> Goal of the exercise: Scale everything from the line containing "Pick out the wristwatch." down to the end of the data: write those lines out again, requests included, with every coordinate in the answers multiplied by 0.35 and rounded to a whole number, halves up.

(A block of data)
>> Start

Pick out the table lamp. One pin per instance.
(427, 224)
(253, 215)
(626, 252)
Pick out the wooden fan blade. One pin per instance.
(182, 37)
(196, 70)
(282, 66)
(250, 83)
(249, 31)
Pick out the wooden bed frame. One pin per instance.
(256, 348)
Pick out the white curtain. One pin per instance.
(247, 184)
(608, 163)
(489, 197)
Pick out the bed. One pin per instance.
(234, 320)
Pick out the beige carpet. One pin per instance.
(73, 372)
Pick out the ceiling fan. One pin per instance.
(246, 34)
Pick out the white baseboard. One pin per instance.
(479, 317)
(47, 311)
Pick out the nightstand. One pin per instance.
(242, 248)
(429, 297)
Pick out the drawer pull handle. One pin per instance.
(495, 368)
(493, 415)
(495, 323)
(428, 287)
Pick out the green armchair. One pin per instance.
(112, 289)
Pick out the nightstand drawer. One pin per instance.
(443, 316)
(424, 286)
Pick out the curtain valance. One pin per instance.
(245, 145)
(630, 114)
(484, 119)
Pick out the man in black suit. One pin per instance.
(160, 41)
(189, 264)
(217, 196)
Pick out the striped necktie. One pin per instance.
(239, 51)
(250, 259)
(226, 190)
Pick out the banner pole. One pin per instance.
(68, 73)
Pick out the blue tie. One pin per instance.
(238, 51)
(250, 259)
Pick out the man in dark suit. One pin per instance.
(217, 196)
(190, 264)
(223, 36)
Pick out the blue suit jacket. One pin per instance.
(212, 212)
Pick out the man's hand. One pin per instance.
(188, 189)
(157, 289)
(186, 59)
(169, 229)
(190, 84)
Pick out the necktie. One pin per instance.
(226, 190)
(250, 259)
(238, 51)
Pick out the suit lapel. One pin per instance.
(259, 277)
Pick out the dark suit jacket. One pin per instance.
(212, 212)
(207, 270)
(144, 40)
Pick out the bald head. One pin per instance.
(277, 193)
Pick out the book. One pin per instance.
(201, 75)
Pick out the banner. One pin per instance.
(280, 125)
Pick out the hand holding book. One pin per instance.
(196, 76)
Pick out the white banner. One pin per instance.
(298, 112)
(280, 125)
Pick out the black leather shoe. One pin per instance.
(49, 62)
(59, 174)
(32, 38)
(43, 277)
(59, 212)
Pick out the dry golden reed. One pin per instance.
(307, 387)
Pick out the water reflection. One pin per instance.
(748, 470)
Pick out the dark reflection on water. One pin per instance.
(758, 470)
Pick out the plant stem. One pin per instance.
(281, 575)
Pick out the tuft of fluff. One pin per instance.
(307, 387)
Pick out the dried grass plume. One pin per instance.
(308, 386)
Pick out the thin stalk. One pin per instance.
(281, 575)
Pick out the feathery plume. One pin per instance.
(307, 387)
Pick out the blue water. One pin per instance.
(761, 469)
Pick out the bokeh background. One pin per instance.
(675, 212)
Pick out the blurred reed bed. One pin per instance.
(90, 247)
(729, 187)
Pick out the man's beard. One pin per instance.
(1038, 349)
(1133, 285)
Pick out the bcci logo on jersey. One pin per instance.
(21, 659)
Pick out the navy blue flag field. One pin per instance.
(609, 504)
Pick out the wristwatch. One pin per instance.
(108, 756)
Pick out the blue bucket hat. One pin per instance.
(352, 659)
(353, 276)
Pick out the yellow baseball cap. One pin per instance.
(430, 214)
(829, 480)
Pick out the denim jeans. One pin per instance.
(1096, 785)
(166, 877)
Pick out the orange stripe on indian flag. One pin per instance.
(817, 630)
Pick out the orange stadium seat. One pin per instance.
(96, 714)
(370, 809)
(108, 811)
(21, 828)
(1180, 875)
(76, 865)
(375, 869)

>> End

> Complete answer:
Pick out the wristwatch. One pin per instance.
(38, 265)
Pick out the blue bucket hat. One pin per instance.
(123, 231)
(124, 97)
Pick out the yellow baseball cap. One pin per instance.
(151, 75)
(290, 168)
Pick out the denim jeans. One pin per instance.
(384, 275)
(58, 307)
Pick out the orange stripe on indian flag. One pin per instance.
(286, 221)
Pick out the orange stadium seat. One pin per instance.
(34, 250)
(130, 283)
(38, 284)
(7, 290)
(413, 306)
(27, 303)
(131, 304)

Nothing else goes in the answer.